◆ PROBLEM REQUIREMENTS
Make an exact copy of every entry, leaving the pictures out.

(Beginning of RECORD EXTRACTS)

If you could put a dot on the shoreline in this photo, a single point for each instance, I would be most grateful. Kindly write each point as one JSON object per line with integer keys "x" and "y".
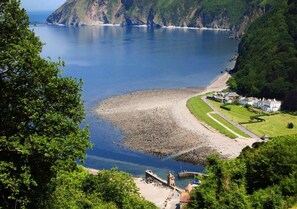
{"x": 141, "y": 26}
{"x": 158, "y": 122}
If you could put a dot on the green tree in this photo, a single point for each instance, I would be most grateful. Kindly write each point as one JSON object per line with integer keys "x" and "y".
{"x": 117, "y": 187}
{"x": 266, "y": 65}
{"x": 262, "y": 177}
{"x": 40, "y": 117}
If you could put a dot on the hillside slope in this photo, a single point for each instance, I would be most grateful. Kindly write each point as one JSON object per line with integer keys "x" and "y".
{"x": 228, "y": 14}
{"x": 267, "y": 61}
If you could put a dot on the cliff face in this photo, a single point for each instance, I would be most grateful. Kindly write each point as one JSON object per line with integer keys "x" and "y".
{"x": 232, "y": 14}
{"x": 266, "y": 65}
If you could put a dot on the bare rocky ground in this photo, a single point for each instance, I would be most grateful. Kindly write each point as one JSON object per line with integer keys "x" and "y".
{"x": 158, "y": 122}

(End of RECORD EXTRACTS)

◆ ANSWER TO THIS TASK
If you could put a dot on the shoreline in this photo, a single point for each instance, I would be most grateful. Kindly write each point as one JSON object per line with integer keys "x" and "y".
{"x": 141, "y": 26}
{"x": 158, "y": 122}
If you could put a dot on the green tree in this photo, a single point for each instance, I would be most grateful. Kindly write each point as one JSON object per line with integer keys "x" and "y".
{"x": 117, "y": 187}
{"x": 266, "y": 65}
{"x": 262, "y": 177}
{"x": 40, "y": 117}
If you could put a dot on the hillside slope in this photo, a single point for each instance, I would be most grateful. Kindly write each point as one JSON object per line with integer keys "x" and "y".
{"x": 228, "y": 14}
{"x": 267, "y": 61}
If you could put a dot on the cliff face in this photo, a single point for each instance, I would be most grateful. Kindly write each point as one JSON object per line with integer keys "x" and "y".
{"x": 232, "y": 14}
{"x": 266, "y": 65}
If you could put a dot on the bare rocky ground in this photo, a single point for each instance, I would be most grateful. Kindly write each point as one JSON object per line with integer keys "x" and "y".
{"x": 158, "y": 122}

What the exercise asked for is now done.